> Work item
Word for word, return the entries listed below.

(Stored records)
......

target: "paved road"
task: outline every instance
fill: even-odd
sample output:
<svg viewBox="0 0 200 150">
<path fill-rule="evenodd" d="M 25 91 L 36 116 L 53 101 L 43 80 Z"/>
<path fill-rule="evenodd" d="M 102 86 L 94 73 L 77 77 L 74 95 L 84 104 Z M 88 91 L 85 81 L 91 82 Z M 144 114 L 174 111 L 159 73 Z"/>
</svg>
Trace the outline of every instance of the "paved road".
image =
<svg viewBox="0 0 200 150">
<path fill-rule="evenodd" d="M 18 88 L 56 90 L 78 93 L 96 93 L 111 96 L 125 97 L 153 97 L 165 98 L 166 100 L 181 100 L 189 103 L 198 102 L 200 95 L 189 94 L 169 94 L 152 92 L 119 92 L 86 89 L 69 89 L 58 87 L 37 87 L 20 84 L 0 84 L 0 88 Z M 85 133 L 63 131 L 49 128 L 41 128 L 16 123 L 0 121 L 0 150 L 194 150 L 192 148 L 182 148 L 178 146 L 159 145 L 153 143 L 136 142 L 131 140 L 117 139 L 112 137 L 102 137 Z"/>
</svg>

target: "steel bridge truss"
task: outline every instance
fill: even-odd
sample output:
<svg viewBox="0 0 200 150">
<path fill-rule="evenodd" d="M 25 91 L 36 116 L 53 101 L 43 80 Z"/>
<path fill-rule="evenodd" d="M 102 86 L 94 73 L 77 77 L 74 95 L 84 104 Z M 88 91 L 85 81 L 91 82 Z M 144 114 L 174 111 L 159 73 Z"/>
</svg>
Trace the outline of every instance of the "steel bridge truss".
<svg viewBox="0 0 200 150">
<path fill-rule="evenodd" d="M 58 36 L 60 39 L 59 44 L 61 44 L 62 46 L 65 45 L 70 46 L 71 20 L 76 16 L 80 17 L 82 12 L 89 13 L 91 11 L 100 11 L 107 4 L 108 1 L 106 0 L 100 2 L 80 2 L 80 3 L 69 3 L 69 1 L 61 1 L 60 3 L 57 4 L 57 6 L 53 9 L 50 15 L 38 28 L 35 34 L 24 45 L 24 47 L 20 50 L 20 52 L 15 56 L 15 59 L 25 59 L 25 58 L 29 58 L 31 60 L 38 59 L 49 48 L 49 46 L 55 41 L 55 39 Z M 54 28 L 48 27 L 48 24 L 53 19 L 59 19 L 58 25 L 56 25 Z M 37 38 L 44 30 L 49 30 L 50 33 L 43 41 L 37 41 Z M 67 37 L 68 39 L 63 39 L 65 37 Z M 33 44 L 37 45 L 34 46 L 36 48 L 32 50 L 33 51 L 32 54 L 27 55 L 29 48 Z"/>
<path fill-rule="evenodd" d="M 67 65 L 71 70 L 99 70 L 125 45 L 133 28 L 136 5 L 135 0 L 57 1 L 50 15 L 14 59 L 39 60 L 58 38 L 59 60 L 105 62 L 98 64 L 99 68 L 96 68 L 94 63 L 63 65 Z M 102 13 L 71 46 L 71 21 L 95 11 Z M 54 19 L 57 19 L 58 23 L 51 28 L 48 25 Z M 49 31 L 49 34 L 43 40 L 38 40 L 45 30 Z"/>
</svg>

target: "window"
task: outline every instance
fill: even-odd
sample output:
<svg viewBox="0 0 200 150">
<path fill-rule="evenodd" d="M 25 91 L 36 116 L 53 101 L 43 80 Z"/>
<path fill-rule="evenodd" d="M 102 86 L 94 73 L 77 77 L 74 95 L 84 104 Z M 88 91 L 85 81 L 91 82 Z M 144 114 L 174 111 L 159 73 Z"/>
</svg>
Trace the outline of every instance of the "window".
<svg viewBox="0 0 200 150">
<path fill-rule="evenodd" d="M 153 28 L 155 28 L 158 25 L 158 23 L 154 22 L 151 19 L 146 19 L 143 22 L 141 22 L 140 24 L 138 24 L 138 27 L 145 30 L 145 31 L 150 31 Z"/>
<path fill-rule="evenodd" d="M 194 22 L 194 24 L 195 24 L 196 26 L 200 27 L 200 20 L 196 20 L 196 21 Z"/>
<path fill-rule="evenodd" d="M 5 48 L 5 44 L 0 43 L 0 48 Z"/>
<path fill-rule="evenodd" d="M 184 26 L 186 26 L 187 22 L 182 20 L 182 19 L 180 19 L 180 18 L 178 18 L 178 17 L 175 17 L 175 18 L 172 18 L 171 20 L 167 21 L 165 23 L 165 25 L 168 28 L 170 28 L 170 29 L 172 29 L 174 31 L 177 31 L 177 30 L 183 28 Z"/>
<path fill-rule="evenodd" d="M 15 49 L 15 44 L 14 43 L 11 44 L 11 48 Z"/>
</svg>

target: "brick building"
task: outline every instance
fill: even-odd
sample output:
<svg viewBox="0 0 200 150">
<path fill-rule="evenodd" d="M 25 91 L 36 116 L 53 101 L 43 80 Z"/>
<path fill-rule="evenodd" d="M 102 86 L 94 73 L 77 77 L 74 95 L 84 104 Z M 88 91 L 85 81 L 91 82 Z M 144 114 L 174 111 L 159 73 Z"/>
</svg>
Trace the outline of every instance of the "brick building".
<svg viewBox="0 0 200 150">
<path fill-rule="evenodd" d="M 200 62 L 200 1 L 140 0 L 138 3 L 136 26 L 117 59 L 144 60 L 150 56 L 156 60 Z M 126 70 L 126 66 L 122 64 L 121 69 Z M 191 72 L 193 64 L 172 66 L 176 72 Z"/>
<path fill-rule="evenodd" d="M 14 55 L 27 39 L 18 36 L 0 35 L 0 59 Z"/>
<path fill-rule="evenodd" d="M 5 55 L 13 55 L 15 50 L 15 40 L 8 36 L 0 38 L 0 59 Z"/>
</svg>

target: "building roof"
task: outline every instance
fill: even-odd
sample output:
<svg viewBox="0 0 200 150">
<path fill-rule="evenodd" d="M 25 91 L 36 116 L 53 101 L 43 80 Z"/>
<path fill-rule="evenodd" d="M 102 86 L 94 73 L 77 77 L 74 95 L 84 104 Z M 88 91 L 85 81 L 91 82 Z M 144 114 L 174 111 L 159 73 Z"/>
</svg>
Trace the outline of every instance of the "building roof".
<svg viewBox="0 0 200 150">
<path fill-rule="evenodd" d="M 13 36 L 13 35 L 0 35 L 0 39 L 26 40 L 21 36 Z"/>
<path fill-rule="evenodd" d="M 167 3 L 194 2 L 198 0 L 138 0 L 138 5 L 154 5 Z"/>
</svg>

......

> Exercise answer
target: "paved road"
task: outline every instance
fill: even-odd
sample output:
<svg viewBox="0 0 200 150">
<path fill-rule="evenodd" d="M 25 91 L 36 116 L 53 101 L 43 80 Z"/>
<path fill-rule="evenodd" d="M 102 86 L 94 73 L 77 77 L 74 95 L 84 104 Z M 88 91 L 85 81 L 91 82 Z M 144 114 L 174 111 L 159 73 Z"/>
</svg>
Trace the outline of every instance of the "paved road".
image =
<svg viewBox="0 0 200 150">
<path fill-rule="evenodd" d="M 18 88 L 56 90 L 78 93 L 96 93 L 111 96 L 125 97 L 153 97 L 165 98 L 166 100 L 181 100 L 189 103 L 198 102 L 200 95 L 189 94 L 169 94 L 152 92 L 119 92 L 86 89 L 69 89 L 58 87 L 37 87 L 20 84 L 0 84 L 0 88 Z M 85 133 L 63 131 L 49 128 L 41 128 L 16 123 L 0 121 L 0 150 L 194 150 L 192 148 L 182 148 L 178 146 L 159 145 L 153 143 L 136 142 L 131 140 L 117 139 L 112 137 L 102 137 Z"/>
</svg>

target: "steel bridge truss"
task: outline every instance
fill: even-odd
sample output:
<svg viewBox="0 0 200 150">
<path fill-rule="evenodd" d="M 25 91 L 36 116 L 53 101 L 43 80 Z"/>
<path fill-rule="evenodd" d="M 102 86 L 94 73 L 77 77 L 74 95 L 84 104 Z M 88 91 L 85 81 L 91 82 Z M 144 114 L 174 111 L 159 73 Z"/>
</svg>
Trace the outline of every instance of the "steel bridge truss".
<svg viewBox="0 0 200 150">
<path fill-rule="evenodd" d="M 58 36 L 60 39 L 59 44 L 61 44 L 62 46 L 65 45 L 70 46 L 71 20 L 76 16 L 80 17 L 82 12 L 89 13 L 91 11 L 100 11 L 107 4 L 108 1 L 106 0 L 100 2 L 80 2 L 80 3 L 69 3 L 69 1 L 61 1 L 60 3 L 57 4 L 57 6 L 53 9 L 50 15 L 38 28 L 35 34 L 24 45 L 24 47 L 20 50 L 20 52 L 15 56 L 15 59 L 25 59 L 25 58 L 29 58 L 31 60 L 38 59 L 49 48 L 49 46 L 55 41 L 55 39 Z M 54 28 L 48 27 L 48 24 L 53 19 L 59 19 L 58 25 L 56 25 Z M 37 38 L 44 30 L 49 30 L 50 33 L 43 41 L 37 41 Z M 67 37 L 68 39 L 63 39 L 65 37 Z M 33 44 L 37 45 L 34 46 L 36 48 L 32 50 L 33 51 L 32 54 L 27 55 L 29 48 Z"/>
<path fill-rule="evenodd" d="M 67 65 L 71 70 L 99 70 L 125 45 L 133 28 L 136 5 L 135 0 L 57 1 L 50 15 L 14 59 L 39 60 L 58 38 L 59 60 L 105 62 L 98 64 L 99 68 L 96 68 L 94 63 L 63 65 Z M 102 13 L 71 46 L 71 21 L 95 11 Z M 54 19 L 57 19 L 58 23 L 51 28 L 48 25 Z M 49 31 L 49 34 L 43 40 L 38 40 L 45 30 Z"/>
</svg>

target: "window"
task: outline every instance
fill: even-odd
sample output:
<svg viewBox="0 0 200 150">
<path fill-rule="evenodd" d="M 25 91 L 36 116 L 53 101 L 43 80 Z"/>
<path fill-rule="evenodd" d="M 102 86 L 94 73 L 77 77 L 74 95 L 84 104 Z M 88 91 L 85 81 L 91 82 Z M 144 114 L 174 111 L 159 73 Z"/>
</svg>
Trace the outline of every instance of the "window".
<svg viewBox="0 0 200 150">
<path fill-rule="evenodd" d="M 153 28 L 155 28 L 158 25 L 158 23 L 154 22 L 151 19 L 146 19 L 143 22 L 141 22 L 140 24 L 138 24 L 138 27 L 145 30 L 145 31 L 150 31 Z"/>
<path fill-rule="evenodd" d="M 194 22 L 194 24 L 195 24 L 196 26 L 200 27 L 200 20 L 196 20 L 196 21 Z"/>
<path fill-rule="evenodd" d="M 5 48 L 5 44 L 0 43 L 0 48 Z"/>
<path fill-rule="evenodd" d="M 184 26 L 186 26 L 187 22 L 182 20 L 182 19 L 180 19 L 180 18 L 178 18 L 178 17 L 175 17 L 175 18 L 172 18 L 171 20 L 167 21 L 165 23 L 165 25 L 168 28 L 170 28 L 170 29 L 172 29 L 174 31 L 177 31 L 177 30 L 183 28 Z"/>
<path fill-rule="evenodd" d="M 15 49 L 15 44 L 14 43 L 11 44 L 11 48 Z"/>
</svg>

target: "brick building"
task: outline every instance
fill: even-odd
sample output:
<svg viewBox="0 0 200 150">
<path fill-rule="evenodd" d="M 25 91 L 36 116 L 53 101 L 43 80 Z"/>
<path fill-rule="evenodd" d="M 102 86 L 94 73 L 77 77 L 74 95 L 84 104 Z M 88 91 L 85 81 L 91 82 Z M 144 114 L 174 111 L 159 73 Z"/>
</svg>
Trace the outline of every instance of the "brick building".
<svg viewBox="0 0 200 150">
<path fill-rule="evenodd" d="M 200 62 L 200 1 L 140 0 L 138 3 L 136 26 L 117 59 L 144 60 L 150 56 L 156 60 Z M 126 70 L 126 66 L 122 64 L 121 69 Z M 191 72 L 193 64 L 172 66 L 176 72 Z"/>
<path fill-rule="evenodd" d="M 14 55 L 27 39 L 18 36 L 0 35 L 0 59 Z"/>
<path fill-rule="evenodd" d="M 5 55 L 13 55 L 15 50 L 15 40 L 8 36 L 0 38 L 0 59 Z"/>
</svg>

target: "building roof"
task: outline every instance
fill: even-odd
sample output:
<svg viewBox="0 0 200 150">
<path fill-rule="evenodd" d="M 25 91 L 36 116 L 53 101 L 43 80 Z"/>
<path fill-rule="evenodd" d="M 102 86 L 94 73 L 77 77 L 74 95 L 84 104 Z M 88 91 L 85 81 L 91 82 Z M 144 114 L 174 111 L 159 73 Z"/>
</svg>
Trace the outline of every instance of the "building roof".
<svg viewBox="0 0 200 150">
<path fill-rule="evenodd" d="M 13 36 L 13 35 L 0 35 L 0 39 L 26 40 L 21 36 Z"/>
<path fill-rule="evenodd" d="M 167 3 L 194 2 L 198 0 L 138 0 L 138 5 L 154 5 Z"/>
</svg>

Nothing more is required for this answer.